Lines of data:
****************
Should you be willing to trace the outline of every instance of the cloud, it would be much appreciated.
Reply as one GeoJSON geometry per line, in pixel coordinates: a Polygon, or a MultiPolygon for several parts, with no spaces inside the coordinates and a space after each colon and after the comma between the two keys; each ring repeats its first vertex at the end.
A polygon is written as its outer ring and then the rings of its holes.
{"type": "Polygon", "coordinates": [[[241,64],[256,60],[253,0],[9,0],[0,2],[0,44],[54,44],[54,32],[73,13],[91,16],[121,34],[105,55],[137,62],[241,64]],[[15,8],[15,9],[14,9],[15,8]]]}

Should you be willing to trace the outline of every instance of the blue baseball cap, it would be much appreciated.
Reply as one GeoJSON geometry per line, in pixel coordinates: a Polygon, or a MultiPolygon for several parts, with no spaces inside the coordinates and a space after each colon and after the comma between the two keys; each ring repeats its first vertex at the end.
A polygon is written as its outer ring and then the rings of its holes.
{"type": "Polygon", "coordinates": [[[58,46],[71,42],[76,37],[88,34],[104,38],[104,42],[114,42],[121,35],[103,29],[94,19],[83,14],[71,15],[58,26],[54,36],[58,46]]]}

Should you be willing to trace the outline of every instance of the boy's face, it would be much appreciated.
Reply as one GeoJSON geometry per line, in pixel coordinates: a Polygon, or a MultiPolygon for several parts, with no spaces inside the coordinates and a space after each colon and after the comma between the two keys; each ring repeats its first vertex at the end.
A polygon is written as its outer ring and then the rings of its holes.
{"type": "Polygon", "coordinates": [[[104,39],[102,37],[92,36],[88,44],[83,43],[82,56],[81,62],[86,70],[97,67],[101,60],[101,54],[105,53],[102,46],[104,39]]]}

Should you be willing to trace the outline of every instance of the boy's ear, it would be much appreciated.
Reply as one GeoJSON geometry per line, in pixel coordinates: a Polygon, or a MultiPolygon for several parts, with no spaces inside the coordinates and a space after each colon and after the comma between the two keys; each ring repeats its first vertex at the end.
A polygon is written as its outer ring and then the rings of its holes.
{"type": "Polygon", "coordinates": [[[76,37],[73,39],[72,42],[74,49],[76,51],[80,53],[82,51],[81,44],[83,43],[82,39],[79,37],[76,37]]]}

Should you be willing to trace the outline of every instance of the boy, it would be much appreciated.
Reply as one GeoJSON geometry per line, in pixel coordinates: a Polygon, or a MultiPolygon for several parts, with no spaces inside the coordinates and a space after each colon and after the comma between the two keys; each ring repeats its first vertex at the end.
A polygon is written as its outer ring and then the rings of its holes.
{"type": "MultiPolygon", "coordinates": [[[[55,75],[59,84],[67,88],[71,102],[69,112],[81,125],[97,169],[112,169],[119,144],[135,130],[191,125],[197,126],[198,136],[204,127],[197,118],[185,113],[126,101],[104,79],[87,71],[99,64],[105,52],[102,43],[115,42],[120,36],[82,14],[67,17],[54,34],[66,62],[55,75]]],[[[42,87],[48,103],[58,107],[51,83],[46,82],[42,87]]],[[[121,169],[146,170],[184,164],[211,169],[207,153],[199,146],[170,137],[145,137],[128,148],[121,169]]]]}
****************
Exercise instructions: How many lines of the data above contain the string "Should", matching case exactly? Reply with the number alone.

Task response: 5